Can you output the rows from the line containing "the glass cabinet" through the line containing "pixel 150 240", inclusive, and nothing else, as a two-column CSV with headers instruction and output? Each row should take one CSV line, with each field quoted and line breaks turned into spaces.

── PROVIDED RECORDS ──

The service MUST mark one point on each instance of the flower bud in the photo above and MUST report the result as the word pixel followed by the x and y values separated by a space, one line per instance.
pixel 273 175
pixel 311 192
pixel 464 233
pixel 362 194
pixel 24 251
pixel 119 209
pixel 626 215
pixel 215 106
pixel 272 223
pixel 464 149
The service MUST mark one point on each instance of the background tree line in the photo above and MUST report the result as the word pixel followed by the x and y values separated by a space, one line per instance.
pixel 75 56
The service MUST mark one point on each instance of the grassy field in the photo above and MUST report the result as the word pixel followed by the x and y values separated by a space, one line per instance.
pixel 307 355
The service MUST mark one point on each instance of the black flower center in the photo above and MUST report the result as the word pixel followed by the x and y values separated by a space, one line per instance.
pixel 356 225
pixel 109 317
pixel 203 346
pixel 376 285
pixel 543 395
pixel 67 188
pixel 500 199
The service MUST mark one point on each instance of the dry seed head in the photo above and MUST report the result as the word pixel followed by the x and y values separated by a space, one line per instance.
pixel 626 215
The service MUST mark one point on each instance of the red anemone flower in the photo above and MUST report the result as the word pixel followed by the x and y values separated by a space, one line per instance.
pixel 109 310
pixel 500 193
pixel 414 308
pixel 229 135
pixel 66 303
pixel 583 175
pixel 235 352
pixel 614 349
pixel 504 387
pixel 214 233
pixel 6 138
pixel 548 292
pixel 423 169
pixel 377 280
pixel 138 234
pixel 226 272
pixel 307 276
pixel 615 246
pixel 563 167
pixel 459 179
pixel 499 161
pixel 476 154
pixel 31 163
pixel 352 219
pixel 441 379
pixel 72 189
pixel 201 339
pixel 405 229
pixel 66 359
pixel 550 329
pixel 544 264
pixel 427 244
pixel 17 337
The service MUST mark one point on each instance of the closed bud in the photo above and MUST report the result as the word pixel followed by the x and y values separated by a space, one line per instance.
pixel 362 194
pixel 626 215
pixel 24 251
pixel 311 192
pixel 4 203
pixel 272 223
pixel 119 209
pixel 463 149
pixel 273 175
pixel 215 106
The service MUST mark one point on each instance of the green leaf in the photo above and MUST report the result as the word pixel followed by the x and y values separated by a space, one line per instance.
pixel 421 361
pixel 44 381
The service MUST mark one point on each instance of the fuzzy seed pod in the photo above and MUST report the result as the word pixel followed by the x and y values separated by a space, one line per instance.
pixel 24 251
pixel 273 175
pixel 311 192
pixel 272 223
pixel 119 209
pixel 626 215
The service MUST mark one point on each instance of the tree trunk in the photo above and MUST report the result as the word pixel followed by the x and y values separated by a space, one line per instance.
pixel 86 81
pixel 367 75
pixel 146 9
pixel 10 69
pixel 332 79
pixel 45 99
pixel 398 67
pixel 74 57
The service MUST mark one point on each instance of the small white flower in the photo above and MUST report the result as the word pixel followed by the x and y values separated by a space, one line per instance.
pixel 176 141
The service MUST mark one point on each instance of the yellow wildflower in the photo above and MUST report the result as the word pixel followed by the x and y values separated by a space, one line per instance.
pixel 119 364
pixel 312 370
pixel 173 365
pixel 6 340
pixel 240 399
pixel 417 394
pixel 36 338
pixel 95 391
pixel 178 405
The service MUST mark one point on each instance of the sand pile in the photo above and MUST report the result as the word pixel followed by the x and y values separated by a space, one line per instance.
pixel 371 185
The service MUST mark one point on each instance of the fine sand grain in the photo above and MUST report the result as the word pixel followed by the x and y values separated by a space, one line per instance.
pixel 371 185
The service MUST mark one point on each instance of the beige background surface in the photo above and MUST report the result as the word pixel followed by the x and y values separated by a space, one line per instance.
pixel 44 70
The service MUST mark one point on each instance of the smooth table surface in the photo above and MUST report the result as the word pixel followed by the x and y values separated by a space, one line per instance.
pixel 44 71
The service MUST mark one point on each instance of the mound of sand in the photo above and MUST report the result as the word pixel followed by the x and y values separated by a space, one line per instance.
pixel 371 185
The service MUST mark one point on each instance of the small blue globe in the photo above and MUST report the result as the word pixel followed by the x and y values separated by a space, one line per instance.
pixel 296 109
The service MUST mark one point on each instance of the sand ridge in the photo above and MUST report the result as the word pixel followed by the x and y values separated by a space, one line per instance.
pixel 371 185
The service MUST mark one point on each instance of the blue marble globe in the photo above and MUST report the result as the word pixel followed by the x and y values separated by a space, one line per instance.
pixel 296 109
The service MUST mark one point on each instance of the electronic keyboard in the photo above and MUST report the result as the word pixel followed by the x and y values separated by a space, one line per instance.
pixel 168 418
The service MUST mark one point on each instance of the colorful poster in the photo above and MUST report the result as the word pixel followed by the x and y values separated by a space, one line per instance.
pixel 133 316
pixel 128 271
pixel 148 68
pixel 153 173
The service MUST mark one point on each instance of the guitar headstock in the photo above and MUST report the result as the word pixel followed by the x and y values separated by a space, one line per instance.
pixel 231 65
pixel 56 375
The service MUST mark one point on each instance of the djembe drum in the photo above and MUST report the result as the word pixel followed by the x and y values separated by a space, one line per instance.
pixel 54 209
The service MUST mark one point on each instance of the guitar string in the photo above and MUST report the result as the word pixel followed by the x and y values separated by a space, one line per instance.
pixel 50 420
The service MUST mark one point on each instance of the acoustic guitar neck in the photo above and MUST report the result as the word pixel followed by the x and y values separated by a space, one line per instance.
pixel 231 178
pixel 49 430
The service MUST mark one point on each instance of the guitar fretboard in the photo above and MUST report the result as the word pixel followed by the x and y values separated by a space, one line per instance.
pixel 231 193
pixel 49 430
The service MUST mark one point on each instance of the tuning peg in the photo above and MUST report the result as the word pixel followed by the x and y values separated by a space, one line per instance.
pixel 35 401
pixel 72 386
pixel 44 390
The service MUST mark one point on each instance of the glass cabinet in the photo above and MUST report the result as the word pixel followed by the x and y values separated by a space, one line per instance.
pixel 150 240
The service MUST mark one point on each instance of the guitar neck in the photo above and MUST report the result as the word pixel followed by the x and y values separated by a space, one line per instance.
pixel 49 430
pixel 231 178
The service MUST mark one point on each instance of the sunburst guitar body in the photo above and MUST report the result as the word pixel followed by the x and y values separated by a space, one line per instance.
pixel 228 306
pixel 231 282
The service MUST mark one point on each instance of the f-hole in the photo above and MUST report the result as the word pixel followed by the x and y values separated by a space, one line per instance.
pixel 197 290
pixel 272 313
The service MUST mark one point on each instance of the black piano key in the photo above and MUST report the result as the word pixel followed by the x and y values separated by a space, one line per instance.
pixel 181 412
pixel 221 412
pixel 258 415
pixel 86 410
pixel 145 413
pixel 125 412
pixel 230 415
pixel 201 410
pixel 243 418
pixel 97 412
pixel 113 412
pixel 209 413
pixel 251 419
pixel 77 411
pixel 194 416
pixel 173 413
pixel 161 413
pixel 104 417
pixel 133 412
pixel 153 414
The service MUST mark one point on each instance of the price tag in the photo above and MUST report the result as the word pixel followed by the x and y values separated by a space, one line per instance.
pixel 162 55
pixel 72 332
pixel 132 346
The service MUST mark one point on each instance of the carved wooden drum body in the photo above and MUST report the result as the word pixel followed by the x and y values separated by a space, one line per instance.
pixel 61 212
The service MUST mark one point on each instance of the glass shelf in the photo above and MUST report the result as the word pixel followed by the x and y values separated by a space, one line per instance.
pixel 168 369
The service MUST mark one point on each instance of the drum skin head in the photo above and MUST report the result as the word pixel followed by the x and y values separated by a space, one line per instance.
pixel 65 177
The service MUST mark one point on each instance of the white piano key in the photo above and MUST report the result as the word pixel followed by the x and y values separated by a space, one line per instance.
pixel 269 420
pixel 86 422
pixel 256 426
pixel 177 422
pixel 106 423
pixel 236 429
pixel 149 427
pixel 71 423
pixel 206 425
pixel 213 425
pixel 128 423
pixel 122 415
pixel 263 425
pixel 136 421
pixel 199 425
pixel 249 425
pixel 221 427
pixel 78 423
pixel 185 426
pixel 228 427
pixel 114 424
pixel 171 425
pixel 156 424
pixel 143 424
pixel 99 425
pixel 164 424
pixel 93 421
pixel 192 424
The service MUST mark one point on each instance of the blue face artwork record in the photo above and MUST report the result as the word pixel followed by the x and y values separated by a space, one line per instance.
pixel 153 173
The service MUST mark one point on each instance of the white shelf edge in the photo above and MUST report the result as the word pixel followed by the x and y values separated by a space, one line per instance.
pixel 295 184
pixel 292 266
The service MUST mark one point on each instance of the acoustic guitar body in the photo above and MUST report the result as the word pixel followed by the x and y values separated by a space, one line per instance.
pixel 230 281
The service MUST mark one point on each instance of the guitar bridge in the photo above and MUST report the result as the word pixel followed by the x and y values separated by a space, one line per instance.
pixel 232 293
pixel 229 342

───

*EXERCISE ANSWER*:
instruction,output
"The service MUST mark one point on each instance of the glass cabinet in the photo above and MUST report the result as the word pixel followed by the x and y values separated by a space, one line per instance.","pixel 150 240"